* **Instructions to follow**
Without altering anything, output the material below.

(Extracted records)
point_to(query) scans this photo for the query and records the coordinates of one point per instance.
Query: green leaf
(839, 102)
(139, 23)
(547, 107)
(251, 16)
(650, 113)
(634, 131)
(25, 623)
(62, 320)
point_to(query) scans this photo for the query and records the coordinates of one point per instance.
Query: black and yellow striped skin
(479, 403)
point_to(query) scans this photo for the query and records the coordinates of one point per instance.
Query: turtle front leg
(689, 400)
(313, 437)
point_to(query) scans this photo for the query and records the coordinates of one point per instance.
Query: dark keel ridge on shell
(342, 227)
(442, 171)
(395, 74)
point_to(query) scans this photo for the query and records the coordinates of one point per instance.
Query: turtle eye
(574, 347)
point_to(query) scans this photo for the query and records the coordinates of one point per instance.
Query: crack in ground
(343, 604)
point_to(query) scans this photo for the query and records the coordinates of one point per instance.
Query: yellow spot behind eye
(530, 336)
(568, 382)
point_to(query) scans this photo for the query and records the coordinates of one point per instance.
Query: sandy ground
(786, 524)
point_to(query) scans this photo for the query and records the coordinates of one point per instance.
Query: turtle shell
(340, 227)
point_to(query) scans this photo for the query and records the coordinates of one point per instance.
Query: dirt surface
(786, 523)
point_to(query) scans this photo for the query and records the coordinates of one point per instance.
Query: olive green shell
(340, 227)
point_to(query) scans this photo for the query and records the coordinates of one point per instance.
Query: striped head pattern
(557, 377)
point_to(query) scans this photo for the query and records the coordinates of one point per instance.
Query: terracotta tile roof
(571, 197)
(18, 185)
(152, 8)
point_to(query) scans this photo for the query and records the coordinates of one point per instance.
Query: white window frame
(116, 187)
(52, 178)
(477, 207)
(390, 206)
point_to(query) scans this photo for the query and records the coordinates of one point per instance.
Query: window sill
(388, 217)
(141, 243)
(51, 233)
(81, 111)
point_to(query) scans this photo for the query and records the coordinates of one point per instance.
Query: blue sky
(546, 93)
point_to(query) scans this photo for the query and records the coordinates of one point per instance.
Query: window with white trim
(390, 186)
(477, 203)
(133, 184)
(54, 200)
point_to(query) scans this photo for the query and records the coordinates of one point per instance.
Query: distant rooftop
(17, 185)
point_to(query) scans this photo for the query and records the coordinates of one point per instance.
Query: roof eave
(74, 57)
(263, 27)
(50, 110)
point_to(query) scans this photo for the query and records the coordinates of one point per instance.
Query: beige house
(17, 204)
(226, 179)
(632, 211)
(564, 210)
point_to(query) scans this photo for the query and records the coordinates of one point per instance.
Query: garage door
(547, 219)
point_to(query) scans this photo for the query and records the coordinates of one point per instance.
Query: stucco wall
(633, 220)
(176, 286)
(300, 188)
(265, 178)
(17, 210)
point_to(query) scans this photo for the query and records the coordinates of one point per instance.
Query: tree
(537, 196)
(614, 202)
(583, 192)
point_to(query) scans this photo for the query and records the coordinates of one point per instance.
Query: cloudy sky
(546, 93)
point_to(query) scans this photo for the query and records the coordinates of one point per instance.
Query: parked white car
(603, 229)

* **Answer for the task**
point_to(query) scans this photo for the query and records the coordinates of one point per instance.
Query: green leaf
(839, 102)
(139, 23)
(547, 107)
(251, 16)
(650, 113)
(634, 131)
(25, 623)
(62, 320)
point_to(query) scans this photo for the query and records the coordinates of one point per instance.
Query: black and yellow striped skin
(479, 403)
point_to(query) scans this photo for the query and records the coordinates of one point per instance.
Query: turtle front leg
(689, 400)
(313, 437)
point_to(query) scans this photo for the query and records the coordinates of one point per instance.
Query: dark keel ridge on shell
(342, 227)
(442, 171)
(395, 74)
point_to(query) scans this photo for the query and records the coordinates of one point per instance.
Query: turtle eye
(574, 347)
point_to(query) scans this photo for the query and records the coordinates of one point per instance.
Query: crack in ground
(343, 604)
point_to(query) scans this photo for the query and records the coordinates of one point per instance.
Query: yellow spot behind eye
(530, 336)
(568, 382)
point_to(query) scans this photo for the query and records the coordinates of one point per instance.
Query: sandy ground
(786, 524)
point_to(query) scans this photo for the query and records the coordinates of one point per instance.
Query: turtle shell
(340, 227)
point_to(query) scans this photo for the query and records the coordinates of one point per instance.
Query: dirt surface
(786, 523)
point_to(query) scans this photo for the query and records the coordinates of one point per instance.
Query: olive green shell
(340, 227)
point_to(query) scans this photo for the query and records the coordinates of one point per instance.
Query: striped head pattern
(557, 377)
point_to(query) scans this photo for the query and records the coordinates of one point per instance.
Query: terracotta tile roof
(571, 197)
(18, 185)
(152, 8)
point_to(query) scans this photo for the query and records the coordinates of one point per instance.
Query: white window frame
(116, 187)
(52, 178)
(477, 207)
(390, 206)
point_to(query) scans this photo for the query and records the coordinates of one point per instance.
Query: window sill
(388, 217)
(141, 243)
(51, 233)
(81, 111)
point_to(query) scans this photo for the query and records the coordinates of one point per instance.
Query: blue sky
(546, 93)
point_to(query) scans this photo for the query and records the coordinates of one point per instance.
Query: window with white trim
(390, 186)
(477, 203)
(133, 184)
(54, 200)
point_to(query) scans this photo for the query and records the coordinates of one point per instance.
Query: distant rooftop
(17, 185)
point_to(query) scans this photo for the query and records the coordinates of one point per instance.
Query: roof eave
(74, 57)
(263, 27)
(50, 110)
point_to(query) scans this photo for the query and records the coordinates of one point per instance.
Query: beige house
(17, 204)
(226, 179)
(632, 211)
(564, 210)
point_to(query) scans this photo for the query and records the coordinates of one point per instance.
Query: garage door
(547, 219)
point_to(query) scans this photo for the query and records the coordinates of one point per instance.
Query: stucco wall
(633, 220)
(176, 286)
(300, 188)
(265, 178)
(17, 210)
point_to(query) scans this photo for the query and records the coordinates of one point per instance.
Query: tree
(537, 196)
(614, 202)
(583, 192)
point_to(query) scans this photo for the query and records the coordinates of one point per instance.
Query: cloudy sky
(546, 93)
point_to(query) scans this photo for the query and records the coordinates of one point per instance.
Query: parked white car
(603, 229)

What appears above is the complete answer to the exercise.